Study text
= Beginning of Section =

Blueberries provide delicious summer treats, and with a little care and maintenance, they can easily be grown by home gardeners in many parts of the United States. It takes a few years for blueberry bushes to become established and begin bearing fruit, but once they do, you should get a good crop of berries each summer. Without regular pruning, however, blueberry bushes can become unwieldy and may not produce as much fruit as they once did. Pruning blueberries is a relatively quick and simple process that will keep your plant healthy and fruitful.
Look over your blueberry bush, moving aside the branches and canes to get a good overall view of the plant. Try to identify broken branches or those that show signs of disease that should be removed.
Remove broken branches with a handsaw or hand loppers, cutting them off at the base of the larger branch. Work through the entire plant, pushing aside branches to get to broken branches on the inside of the bush.

= End of Section =

Exercise tasks
[a] Answer these from the text on pruning blueberries:
(i) What may happen to blueberry bushes that are not pruned regularly?
(ii) Besides broken branches, which branches should be identified for removal?
(iii) Which tools are named for removing broken branches?
[b] In one to three sentences, explain why the text on pruning blueberries says to move aside the branches and canes when looking over the bush.
[c] Resume the text on pruning blueberries after its last sentence.
The records that come next have no connection to the text on pruning blueberries.

Extracted information

= Beginning of Section =

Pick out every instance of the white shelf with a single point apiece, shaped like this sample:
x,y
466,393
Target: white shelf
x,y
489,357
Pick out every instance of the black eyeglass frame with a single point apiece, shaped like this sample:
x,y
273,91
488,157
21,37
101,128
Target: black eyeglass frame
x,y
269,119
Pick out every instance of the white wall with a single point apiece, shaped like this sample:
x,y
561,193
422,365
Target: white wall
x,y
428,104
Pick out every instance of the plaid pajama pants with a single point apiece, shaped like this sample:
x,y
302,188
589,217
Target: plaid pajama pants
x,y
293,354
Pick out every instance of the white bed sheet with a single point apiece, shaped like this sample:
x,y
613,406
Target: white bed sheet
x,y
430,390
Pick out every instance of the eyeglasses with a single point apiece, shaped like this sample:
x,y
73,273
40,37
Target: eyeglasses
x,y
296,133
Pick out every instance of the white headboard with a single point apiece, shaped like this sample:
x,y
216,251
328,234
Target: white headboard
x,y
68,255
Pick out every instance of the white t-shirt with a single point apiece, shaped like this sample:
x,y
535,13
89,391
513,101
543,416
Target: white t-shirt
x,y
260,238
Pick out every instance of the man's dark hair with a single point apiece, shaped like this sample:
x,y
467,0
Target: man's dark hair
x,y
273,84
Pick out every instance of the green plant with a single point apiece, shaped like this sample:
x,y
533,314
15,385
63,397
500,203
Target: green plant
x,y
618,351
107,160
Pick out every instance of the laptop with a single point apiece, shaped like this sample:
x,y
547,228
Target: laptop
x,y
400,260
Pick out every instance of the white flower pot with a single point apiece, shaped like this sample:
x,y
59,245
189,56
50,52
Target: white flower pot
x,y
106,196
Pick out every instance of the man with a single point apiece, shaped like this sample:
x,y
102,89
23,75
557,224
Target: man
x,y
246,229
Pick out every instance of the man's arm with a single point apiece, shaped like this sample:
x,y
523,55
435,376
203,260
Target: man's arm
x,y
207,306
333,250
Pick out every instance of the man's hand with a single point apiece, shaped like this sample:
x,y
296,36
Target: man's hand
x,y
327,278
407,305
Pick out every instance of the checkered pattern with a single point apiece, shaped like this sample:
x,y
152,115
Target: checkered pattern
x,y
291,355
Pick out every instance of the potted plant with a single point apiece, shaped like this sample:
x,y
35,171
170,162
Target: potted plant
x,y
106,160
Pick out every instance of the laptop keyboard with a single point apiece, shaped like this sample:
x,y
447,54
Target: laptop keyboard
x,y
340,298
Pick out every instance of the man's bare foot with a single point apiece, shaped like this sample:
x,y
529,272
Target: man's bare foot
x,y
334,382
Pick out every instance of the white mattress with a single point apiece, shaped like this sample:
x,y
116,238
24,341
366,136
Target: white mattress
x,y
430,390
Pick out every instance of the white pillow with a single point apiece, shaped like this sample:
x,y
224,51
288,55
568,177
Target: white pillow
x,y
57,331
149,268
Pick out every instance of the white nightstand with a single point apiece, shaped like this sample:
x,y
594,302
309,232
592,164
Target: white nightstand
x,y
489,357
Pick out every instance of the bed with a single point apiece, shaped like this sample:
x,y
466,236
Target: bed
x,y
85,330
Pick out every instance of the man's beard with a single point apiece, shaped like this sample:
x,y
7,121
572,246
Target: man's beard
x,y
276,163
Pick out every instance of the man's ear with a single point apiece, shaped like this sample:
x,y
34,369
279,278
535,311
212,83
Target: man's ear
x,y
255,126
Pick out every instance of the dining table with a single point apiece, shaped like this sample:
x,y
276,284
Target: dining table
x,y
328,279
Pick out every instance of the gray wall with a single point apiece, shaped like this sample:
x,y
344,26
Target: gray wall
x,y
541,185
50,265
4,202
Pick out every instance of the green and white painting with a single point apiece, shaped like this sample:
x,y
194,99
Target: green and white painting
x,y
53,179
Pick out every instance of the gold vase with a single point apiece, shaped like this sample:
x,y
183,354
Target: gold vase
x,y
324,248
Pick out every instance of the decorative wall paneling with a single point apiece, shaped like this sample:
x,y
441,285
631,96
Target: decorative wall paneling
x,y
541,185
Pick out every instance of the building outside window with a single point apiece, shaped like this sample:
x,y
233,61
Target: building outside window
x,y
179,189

= End of Section =

Answers given
[a]
(i) They can become unwieldy and may not produce as much fruit as they once did.
(ii) Branches that show signs of disease.
(iii) A handsaw or hand loppers.

[b] Moving them aside gives a good overall view of the plant. This makes it possible to spot broken or diseased branches that should be removed, including broken ones on the inside of the bush.

[c]
Cut diseased branches branch off with your pruning tools as close to the originating branch as possible. Signs of diseased branches include discoloration or blight. Leaves may be withered or discolored when fungi or other diseases are present.
Remove branches that are 7 years old or older, but do not remove more than three mature branches each year, so your bush can continue to produce a good crop of berries.
Cut off fruit-bearing branches that are less than 1 foot off the ground, because it is more difficult to pick the berries from low-lying branches.
Look over the plant a final time, and remove branches that are touching and any damaged or broken branches you missed.
Gather the branches you have pruned from your blueberry bush and dispose of them outside your yard, so pests and diseases cannot infect plants or compost piles.